DOCUMENT PASSAGE
────

What particularly annoyed me was that, at the same time, I was buying old Dutch paintings and Victorian paintings in auction, thinking they were a frivolity. And, of course, they increased terrifically in value, whereas the Cazenove shares were ridiculous. I had one share called Oshawa Wholesale, which I bought for pounds 5.50, and had to sell for 30p.
I was about 28 at the time and so, when I first met Cazenove people I was tremendously impressed - here were these very posh people in suits. I'd been recommended to see them by a peer of the realm and I felt as though I was being let into Valhalla.
But that experience did me one great favour about 10 or 15 years later, when my accountant was extolling the virtues of becoming a name at Lloyd's. A similarly arrogant, snooty man told me how wonderful it was to be in Lloyd's, and I was immediately unimpressed. I'd lost money with this type of human being before.

────

GIVEN DATA
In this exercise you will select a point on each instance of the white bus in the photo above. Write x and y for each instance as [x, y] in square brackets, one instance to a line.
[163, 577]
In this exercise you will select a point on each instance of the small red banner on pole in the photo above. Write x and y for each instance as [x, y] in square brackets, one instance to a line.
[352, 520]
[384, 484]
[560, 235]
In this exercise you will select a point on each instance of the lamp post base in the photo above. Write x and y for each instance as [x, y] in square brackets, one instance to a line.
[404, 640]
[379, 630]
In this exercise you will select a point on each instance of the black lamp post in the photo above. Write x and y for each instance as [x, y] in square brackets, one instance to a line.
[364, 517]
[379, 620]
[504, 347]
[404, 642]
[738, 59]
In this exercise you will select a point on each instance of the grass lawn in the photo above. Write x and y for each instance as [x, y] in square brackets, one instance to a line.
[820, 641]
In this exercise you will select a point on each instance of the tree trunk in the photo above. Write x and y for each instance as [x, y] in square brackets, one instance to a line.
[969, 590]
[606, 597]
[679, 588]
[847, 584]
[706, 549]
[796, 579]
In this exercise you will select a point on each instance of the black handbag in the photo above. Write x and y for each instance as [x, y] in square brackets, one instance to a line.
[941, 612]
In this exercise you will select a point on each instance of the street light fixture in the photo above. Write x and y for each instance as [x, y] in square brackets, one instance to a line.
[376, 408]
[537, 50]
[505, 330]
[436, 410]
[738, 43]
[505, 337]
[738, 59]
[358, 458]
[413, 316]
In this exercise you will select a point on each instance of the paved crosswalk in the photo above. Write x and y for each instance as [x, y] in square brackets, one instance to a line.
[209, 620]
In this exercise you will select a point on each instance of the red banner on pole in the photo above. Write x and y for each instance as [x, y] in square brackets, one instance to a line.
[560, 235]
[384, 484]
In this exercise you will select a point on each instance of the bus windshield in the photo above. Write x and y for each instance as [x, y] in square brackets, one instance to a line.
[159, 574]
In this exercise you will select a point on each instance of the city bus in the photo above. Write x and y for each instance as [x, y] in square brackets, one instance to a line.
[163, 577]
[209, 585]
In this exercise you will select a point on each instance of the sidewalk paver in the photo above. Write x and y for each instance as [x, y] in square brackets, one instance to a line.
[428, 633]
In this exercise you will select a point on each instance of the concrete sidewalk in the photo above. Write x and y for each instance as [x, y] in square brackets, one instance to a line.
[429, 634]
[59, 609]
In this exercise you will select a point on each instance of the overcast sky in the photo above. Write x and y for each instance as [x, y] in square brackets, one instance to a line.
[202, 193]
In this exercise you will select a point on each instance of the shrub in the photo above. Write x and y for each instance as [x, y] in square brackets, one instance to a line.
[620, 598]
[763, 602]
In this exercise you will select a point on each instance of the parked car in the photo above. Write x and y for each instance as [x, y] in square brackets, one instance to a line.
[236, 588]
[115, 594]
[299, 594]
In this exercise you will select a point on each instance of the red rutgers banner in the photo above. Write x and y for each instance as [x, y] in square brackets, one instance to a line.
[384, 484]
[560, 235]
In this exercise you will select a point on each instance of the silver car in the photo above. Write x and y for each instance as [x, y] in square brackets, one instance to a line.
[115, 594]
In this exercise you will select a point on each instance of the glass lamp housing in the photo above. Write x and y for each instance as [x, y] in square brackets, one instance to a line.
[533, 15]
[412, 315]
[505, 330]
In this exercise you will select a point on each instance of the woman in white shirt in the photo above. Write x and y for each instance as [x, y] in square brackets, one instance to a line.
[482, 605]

────

TASK STATEMENT
In the passage about the Cazenove shares, what price was paid for the Oshawa Wholesale share, and for how much was it sold?

WRITTEN ANSWER
It was bought for pounds 5.50 and sold for 30p.